I wish this scenario was wrong, but the teamsters / management structure that we all are a part of, I believe, make this the most logical sequence of events. To right this ship will require calm heads at both the management committee and the teamsters to sit down and together formulate a plan to address the cost to serve disadvantage that we currently have......I don't see this happening..... Good Bye Golden Goose.
 

Catatonic

Nine Lives
... Our real 'issue" is that we are at a competitive disadvantage to our main competitor. We can squeeze all we want out of performance improvements in our labor workforce, we can cut all we want in management numbers and benefits, but in domestic US small package, we are a dying company. We can no longer compete with FDX.
.....
I wish this scenario was wrong, but the teamsters / management structure that we all are a part of, I believe, make this the most logical sequence of events. To right this ship will require calm heads at both the management committee and the teamsters to sit down and together formulate a plan to address the cost to serve disadvantage that we currently have......I don't see this happening..... Good Bye Golden Goose.

I hear a lot of this gloom and doom talk whenever I have to go down to Corporate.
Our Board and Management Committee catch a lot of grief over the direction they have taken the company but they seem to be reacting to the same foreseen future you described.
Obama's recent praise of Fred S as an innovative, forward-thinking CEO does not bode well for unionizing FedEx or dismantling the FedEx Ground model either.

• Given material:
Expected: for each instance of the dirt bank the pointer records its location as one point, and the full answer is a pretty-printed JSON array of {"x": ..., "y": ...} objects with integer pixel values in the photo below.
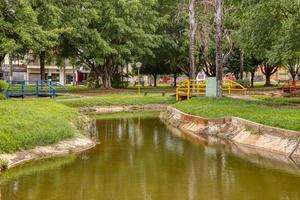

• Challenges:
(1) Answer these questions using the forum excerpt on competition with FedEx:
(a) Which company is called the main competitor?
(b) In which market is the company described as "a dying company"?
(c) How did Obama describe Fred S?
(2) Rewrite the paragraph of the forum excerpt on competition with FedEx that begins "Our real" as a short bulleted list that keeps its main facts.
(3) Extend the forum excerpt on competition with FedEx, starting right after its final sentence.

• Task-by-task answers:
(1)
(a) FDX.
(b) Domestic US small package.
(c) As an innovative, forward-thinking CEO.

(2)
- The real issue is a competitive disadvantage against the main competitor.
- Performance improvements in the labor workforce and cuts to management numbers and benefits cannot solve it.
- In domestic US small package, the company is a dying company.
- It can no longer compete with FDX.

(3)
We have an interesting decade in front of us.
 

dannyboy

From the promised LAND
I think a lot of people are pointing fingers at each other on this thread. Our real 'issue" is that we are at a competitive disadvantage to our main competitor.
And who is that, FEDEX? Do you not think the postal service with their "if it fits, it ships" pricing is a competitor?
We can squeeze all we want out of performance improvements in our labor workforce, we can cut all we want in management numbers and benefits, but in domestic US small package, we are a dying company. We can no longer compete with FDX.

25 years ago, UPS made 95% of it's money in domestic small package. Now we make somewhere around 50%.
Numbers are wonderful. But you never had the balls to mention why you think this is true. Yes, part of it is because of volume erosion, but part is also the fact that the USA is no longer the manufacturing powerhouse it once was. Companies for which we once had thousands of package a day for, now might get a hundred on a good day. From both us and fedex. So it is not just the loss of volume that has caused this drop.

But then again, that little fact does not play well in the point you are trying to make......or not make.....
UPS is a world wide company and our US presence will continue to shrink. UPS will continue to grow, but not in the USA.
Again, with our country going from manufacturing to service, what is there to haul. We produce nothing much. So the less we produce, the less there is need of transportation services. 25 years ago, we had a different country totally than we do now.
So everyone who is pointing fingers at fellow US workers may as well not waste their time. A growing company doesn't reduce regions, districts and management.
Nope, but a stagnant growth company that just moved, and has lots of office space to fill, with new levels of management to handle things like going public etc after a while begins to realize that maybe cuts are needed.

Instead of learning the identified lessons we saw in the postal service in the 90's, we copied their structure. UPS has vast management resources that are being spent on make work projects, redundant cost saving initiatives, many of which cost more money now than they save, but we still have to spend the ten dollars to save the 42 cents.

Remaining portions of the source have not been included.